* **PROMPT A**:
According to the letter on spatial channels in an optical processor, how many trainable phase parameters do the multi-layer setups reach?
* **PROMPT B**:
Using the letter on spatial channels in an optical processor, decide whether each statement agrees with it: (i) The optical outputs are passed as visual tokens to a digital transformer decoder. (ii) Training relies on simulation alone for the forward pass. (iii) The accuracy of the surrogate gradients over online training has been verified.
* **PROMPT C**:
Write the next part of the letter on spatial channels in an optical processor, picking up after its final sentence.

* **DOCUMENT**:

Desk Editor's Note private letter to a colleague

Spatial channels framed as explicit trainable coordinates with three roles in a hybrid optical-electronic vision model, but surrogate gradient accuracy over online training remains unverified.

read the letter

Colleague,

The main thing here is that this paper treats spatial channels in a free-space optical processor as programmable representational coordinates rather than simple parallel lanes. They implement three roles—parallel-input learners, class-code dimensions, and mixed feature groups—then feed the optical outputs as visual tokens into a digital transformer decoder for image captioning.

What is new is the explicit mapping of those three roles onto spatial multiplexing and the hybrid vision-language demonstration. The training uses measured optical data for the forward pass while a surrogate supplies gradients and gets updated from fresh measurements. They reach over a million trainable phase parameters across multi-layer setups and report results on classification, regression, and captioning.

The hardware scale and the physical forward pass count as real progress. Running the actual optics avoids pure simulation artifacts and gives an external benchmark for the learned configurations.

* **MATERIAL**:
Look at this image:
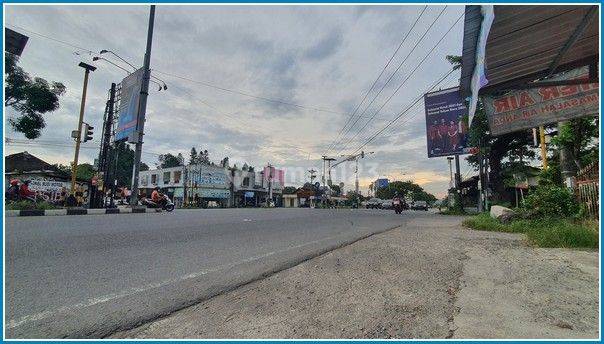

* **WRITTEN REPLY A**:
Over a million.

* **WRITTEN REPLY B**:
(i) Yes: "feed the optical outputs as visual tokens into a digital transformer decoder for image captioning"
(ii) No: "The training uses measured optical data for the forward pass"
(iii) No: "surrogate gradient accuracy over online training remains unverified"

* **WRITTEN REPLY C**:
The soft spot is the surrogate itself. Training depends on it staying accurate enough as hardware drifts and the data distribution shifts online. The abstract supplies no error bounds, ablation on surrogate fidelity, or checks for accumulated approximation error, so it is unclear whether the final phase maps actually produce the claimed independent, code, or mixed behaviors. That gap is central rather than minor.

This paper is for researchers building hybrid optical-electronic systems or exploring physical substrates for structured feature learning. Readers focused on low-power vision hardware or optical implementations of neural networks will extract the most value.

It deserves peer review because the channel-role framing and the hybrid scale are distinct enough from prior optical NN work to warrant referee time, even though the surrogate validation will need strengthening.

Referee Report

2 major / 2 minor

Summary. The paper claims that spatial multiplexing in a programmable free-space optical processor can define trainable representational coordinates, allowing channels to function as independent learners, structured code dimensions, and interacting feature groups. This is demonstrated in image classification, regression, and a hybrid optical-electronic vision-language model for captioning, using an online physical-forward/surrogate-backward training scheme on architectures with >1M trainable optical phase parameters.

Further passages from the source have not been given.